══ Dataset records

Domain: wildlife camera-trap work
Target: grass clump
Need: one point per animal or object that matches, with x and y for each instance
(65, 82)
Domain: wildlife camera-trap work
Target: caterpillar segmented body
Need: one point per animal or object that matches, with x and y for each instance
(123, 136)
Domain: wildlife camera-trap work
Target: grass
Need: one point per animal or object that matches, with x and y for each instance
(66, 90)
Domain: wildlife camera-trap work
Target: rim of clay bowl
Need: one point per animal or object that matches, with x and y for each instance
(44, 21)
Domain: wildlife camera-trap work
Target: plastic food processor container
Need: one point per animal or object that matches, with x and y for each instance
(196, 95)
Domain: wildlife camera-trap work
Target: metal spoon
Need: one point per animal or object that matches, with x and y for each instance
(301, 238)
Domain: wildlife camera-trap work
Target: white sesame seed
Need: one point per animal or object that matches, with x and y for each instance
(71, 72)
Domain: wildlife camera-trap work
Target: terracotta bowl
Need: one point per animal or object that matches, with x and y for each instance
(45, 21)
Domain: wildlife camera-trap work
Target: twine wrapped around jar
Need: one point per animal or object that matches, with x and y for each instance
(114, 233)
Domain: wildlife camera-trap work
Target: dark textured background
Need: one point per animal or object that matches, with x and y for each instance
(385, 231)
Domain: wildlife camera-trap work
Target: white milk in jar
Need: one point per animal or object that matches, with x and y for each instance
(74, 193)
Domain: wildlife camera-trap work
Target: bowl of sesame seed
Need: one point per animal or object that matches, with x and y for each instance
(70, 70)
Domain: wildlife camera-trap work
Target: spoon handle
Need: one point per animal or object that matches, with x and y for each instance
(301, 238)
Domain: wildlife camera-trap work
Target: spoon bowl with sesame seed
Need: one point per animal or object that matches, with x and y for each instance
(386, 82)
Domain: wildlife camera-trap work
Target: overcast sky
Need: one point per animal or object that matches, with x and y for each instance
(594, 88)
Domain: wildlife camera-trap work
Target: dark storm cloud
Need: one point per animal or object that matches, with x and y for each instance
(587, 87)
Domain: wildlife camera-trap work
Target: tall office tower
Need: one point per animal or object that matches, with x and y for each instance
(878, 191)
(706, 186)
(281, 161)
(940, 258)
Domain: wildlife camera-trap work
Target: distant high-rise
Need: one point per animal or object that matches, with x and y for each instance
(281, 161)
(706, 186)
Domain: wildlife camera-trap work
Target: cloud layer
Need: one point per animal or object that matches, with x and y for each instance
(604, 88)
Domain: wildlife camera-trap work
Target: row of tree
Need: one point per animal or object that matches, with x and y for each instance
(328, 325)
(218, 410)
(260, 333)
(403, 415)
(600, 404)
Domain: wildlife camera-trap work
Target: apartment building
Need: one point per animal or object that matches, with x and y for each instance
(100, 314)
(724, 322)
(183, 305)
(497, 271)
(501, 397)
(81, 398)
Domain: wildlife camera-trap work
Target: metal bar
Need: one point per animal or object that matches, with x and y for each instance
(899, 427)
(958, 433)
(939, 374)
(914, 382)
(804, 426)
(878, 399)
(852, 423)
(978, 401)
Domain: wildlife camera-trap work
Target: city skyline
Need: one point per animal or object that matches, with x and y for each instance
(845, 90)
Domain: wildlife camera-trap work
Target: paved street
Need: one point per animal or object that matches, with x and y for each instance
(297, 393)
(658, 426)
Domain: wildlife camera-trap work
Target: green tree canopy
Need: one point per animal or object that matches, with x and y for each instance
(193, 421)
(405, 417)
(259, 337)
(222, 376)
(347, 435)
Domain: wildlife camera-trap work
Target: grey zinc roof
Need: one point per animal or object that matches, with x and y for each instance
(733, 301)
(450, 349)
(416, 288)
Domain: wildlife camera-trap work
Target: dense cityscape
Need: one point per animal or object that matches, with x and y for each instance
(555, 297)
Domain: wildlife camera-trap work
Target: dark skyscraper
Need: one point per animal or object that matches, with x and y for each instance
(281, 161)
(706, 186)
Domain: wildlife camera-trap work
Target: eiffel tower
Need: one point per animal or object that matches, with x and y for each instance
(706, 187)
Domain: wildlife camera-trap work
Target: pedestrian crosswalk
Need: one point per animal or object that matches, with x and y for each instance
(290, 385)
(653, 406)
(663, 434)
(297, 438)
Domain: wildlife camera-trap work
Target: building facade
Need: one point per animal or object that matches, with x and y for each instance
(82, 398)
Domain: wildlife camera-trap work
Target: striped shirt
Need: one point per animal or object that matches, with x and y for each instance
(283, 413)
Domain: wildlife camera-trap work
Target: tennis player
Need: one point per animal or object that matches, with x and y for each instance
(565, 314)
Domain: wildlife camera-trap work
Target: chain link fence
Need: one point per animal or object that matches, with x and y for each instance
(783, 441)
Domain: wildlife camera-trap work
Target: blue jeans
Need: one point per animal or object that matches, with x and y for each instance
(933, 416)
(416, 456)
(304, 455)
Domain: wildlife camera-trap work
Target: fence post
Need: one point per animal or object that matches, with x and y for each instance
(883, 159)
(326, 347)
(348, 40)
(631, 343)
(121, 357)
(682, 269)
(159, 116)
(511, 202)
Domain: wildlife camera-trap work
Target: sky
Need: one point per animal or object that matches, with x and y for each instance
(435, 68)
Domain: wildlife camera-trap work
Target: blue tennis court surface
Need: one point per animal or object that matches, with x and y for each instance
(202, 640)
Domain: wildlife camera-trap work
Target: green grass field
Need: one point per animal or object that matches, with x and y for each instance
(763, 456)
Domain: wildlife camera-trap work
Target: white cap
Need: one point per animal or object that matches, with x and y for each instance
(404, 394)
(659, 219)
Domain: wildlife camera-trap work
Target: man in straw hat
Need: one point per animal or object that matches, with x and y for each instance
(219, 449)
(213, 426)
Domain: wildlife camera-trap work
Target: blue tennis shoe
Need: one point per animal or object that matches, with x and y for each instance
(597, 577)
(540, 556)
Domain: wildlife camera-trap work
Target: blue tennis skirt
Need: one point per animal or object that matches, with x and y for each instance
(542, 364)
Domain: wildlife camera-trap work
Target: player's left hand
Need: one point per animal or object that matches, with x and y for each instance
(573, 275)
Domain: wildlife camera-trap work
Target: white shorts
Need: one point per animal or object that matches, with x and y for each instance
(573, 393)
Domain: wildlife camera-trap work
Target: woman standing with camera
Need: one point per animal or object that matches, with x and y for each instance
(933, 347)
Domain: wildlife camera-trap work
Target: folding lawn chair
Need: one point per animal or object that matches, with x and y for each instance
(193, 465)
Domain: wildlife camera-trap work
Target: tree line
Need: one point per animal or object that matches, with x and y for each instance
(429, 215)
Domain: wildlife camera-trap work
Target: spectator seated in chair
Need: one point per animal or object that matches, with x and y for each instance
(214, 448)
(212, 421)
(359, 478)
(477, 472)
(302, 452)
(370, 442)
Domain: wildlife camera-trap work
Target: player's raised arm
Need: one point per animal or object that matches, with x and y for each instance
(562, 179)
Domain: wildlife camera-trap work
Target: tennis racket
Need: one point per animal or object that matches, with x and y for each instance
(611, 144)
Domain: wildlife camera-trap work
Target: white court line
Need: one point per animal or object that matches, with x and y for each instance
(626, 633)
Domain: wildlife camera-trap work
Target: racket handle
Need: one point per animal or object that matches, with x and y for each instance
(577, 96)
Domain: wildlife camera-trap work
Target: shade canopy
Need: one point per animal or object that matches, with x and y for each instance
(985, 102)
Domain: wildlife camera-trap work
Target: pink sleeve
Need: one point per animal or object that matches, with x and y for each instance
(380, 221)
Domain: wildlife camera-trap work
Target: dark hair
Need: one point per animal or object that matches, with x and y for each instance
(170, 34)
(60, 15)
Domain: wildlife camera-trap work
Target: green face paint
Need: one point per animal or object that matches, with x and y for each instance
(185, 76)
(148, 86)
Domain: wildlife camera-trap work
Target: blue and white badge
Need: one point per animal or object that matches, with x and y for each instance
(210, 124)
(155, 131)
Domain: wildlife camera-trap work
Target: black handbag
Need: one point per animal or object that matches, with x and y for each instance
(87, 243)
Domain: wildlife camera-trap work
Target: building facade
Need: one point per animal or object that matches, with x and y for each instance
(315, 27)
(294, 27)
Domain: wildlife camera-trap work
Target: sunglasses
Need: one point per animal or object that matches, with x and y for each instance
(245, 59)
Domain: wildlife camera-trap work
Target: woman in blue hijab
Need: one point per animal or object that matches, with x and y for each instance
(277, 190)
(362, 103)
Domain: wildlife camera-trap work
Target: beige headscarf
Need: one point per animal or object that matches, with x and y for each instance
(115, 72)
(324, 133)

════

Problem description:
From the lines above, pull out each one that contains the word "spoon".

Expected output:
Target: metal spoon
Target: spoon handle
Target: spoon bowl with sesame seed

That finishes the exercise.